レコードから「instance」という文字列を含む行をすべて抜き出し、一行ずつ書き写すこと。大文字と小文字は区別する。

........

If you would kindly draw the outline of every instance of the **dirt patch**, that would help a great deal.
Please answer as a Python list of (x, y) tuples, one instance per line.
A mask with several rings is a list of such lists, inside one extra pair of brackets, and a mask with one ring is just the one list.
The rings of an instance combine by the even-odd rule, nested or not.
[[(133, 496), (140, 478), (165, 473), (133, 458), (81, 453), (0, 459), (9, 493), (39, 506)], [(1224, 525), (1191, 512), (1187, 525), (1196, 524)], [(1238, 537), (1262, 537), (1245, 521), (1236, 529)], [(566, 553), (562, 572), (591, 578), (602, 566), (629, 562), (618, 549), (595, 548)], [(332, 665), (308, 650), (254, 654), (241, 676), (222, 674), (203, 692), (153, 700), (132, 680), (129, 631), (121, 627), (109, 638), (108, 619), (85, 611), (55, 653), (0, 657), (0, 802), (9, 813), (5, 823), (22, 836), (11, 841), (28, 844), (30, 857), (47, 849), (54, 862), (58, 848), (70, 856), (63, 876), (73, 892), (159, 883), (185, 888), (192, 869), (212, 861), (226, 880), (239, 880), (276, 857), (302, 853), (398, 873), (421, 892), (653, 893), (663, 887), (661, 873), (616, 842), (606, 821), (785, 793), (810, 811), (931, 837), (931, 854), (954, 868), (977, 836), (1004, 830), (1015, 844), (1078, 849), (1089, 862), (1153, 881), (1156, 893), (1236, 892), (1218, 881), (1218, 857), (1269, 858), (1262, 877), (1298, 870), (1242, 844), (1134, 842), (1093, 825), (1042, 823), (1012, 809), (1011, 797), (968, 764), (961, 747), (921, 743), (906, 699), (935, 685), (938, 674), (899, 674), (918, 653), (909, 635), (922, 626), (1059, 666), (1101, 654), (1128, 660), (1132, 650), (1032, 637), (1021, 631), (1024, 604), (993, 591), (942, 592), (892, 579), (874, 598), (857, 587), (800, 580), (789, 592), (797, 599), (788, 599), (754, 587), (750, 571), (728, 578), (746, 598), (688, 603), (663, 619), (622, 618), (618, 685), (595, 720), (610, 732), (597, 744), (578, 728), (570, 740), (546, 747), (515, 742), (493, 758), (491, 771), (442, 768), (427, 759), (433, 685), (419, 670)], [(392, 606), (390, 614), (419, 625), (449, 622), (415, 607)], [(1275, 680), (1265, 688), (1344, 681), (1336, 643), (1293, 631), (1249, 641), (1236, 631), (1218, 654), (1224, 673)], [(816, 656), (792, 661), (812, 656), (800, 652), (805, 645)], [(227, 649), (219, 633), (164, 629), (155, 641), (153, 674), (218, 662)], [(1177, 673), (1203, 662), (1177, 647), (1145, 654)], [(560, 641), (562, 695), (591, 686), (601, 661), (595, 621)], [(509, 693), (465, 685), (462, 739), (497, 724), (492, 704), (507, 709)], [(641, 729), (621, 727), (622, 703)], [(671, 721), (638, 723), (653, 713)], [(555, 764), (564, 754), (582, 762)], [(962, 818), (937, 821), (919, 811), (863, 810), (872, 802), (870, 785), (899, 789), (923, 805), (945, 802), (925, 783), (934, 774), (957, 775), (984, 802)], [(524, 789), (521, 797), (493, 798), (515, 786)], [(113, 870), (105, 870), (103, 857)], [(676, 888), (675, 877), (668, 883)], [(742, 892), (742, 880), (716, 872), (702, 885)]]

........

● 出力結果
If you would kindly draw the outline of every instance of the **dirt patch**, that would help a great deal.
Please answer as a Python list of (x, y) tuples, one instance per line.
The rings of an instance combine by the even-odd rule, nested or not.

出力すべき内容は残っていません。